WRITTEN INSTRUCTION: Rewrite every line of the entries below as a numbered list, omitting any blank lines.

[Entries from a point annotation set]
-----

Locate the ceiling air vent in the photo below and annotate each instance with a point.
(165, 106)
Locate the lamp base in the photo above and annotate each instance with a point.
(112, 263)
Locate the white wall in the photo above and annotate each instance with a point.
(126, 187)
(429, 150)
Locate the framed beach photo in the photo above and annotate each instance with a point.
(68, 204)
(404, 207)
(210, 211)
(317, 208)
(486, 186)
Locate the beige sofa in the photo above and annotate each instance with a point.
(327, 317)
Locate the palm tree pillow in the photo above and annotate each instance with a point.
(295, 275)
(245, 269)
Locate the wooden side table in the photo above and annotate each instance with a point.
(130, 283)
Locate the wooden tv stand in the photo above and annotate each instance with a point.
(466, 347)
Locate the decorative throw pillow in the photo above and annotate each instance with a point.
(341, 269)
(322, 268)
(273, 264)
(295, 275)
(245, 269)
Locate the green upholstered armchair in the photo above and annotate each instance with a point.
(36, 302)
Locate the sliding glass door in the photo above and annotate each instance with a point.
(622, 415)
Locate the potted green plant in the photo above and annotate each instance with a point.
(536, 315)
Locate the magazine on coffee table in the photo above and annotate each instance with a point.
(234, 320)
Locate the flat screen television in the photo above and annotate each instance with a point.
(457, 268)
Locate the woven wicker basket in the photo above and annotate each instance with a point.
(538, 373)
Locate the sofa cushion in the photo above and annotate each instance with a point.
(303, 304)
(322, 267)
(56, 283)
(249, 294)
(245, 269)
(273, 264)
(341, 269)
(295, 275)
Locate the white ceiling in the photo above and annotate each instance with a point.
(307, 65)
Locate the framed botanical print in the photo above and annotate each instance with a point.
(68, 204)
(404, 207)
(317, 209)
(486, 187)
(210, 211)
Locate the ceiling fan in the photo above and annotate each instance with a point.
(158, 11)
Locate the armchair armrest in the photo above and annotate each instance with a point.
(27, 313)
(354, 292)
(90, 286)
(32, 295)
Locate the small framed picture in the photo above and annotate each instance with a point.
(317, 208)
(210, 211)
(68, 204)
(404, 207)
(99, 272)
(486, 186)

-----

EXERCISE ANSWER:
1. Locate the ceiling air vent in the photo below and annotate each instance with a point.
2. (165, 106)
3. Locate the lamp base in the photo above and annotate each instance with a point.
4. (112, 263)
5. Locate the white wall in the photo above and annotate each instance with a point.
6. (126, 187)
7. (429, 150)
8. Locate the framed beach photo in the photo above and annotate each instance with a point.
9. (68, 204)
10. (404, 207)
11. (210, 211)
12. (317, 208)
13. (486, 186)
14. Locate the beige sofa in the photo above and annotate each instance with a point.
15. (327, 317)
16. Locate the palm tree pillow in the photo above and annotate each instance with a point.
17. (295, 275)
18. (245, 269)
19. Locate the wooden side table in the photo above and annotate each instance with a point.
20. (130, 283)
21. Locate the wooden tv stand in the photo above and annotate each instance with a point.
22. (466, 347)
23. Locate the decorative throw pillow in the photo above and annotate each instance with a point.
24. (341, 269)
25. (322, 268)
26. (273, 264)
27. (295, 275)
28. (245, 269)
29. Locate the green upholstered armchair in the photo above and annotate each instance with a point.
30. (36, 302)
31. Locate the sliding glass door in the photo above and annotate each instance with a point.
32. (622, 415)
33. Locate the potted green plant in the photo above and annotate each instance with a point.
34. (536, 315)
35. Locate the magazine on coffee table in the photo above and annotate each instance with a point.
36. (234, 320)
37. Locate the flat screen television in the photo above and annotate each instance with a point.
38. (457, 268)
39. Locate the woven wicker basket in the photo above and annotate each instance with a point.
40. (538, 373)
41. Locate the sofa cushion in the photo above and annotate each instance with a point.
42. (303, 304)
43. (322, 267)
44. (56, 283)
45. (249, 294)
46. (245, 269)
47. (273, 264)
48. (341, 269)
49. (295, 275)
50. Locate the white ceiling in the photo above and annotate each instance with a point.
51. (307, 65)
52. Locate the framed botanical print in the photo above and annotate each instance with a point.
53. (68, 204)
54. (404, 207)
55. (317, 209)
56. (486, 187)
57. (210, 211)
58. Locate the ceiling fan in the photo above and annotate each instance with a point.
59. (158, 11)
60. Locate the armchair armrest in the photo above and annotate each instance with a point.
61. (27, 313)
62. (354, 292)
63. (90, 286)
64. (32, 295)
65. Locate the small framed picture in the photo above and annotate each instance with a point.
66. (317, 208)
67. (210, 211)
68. (68, 204)
69. (404, 207)
70. (99, 272)
71. (486, 186)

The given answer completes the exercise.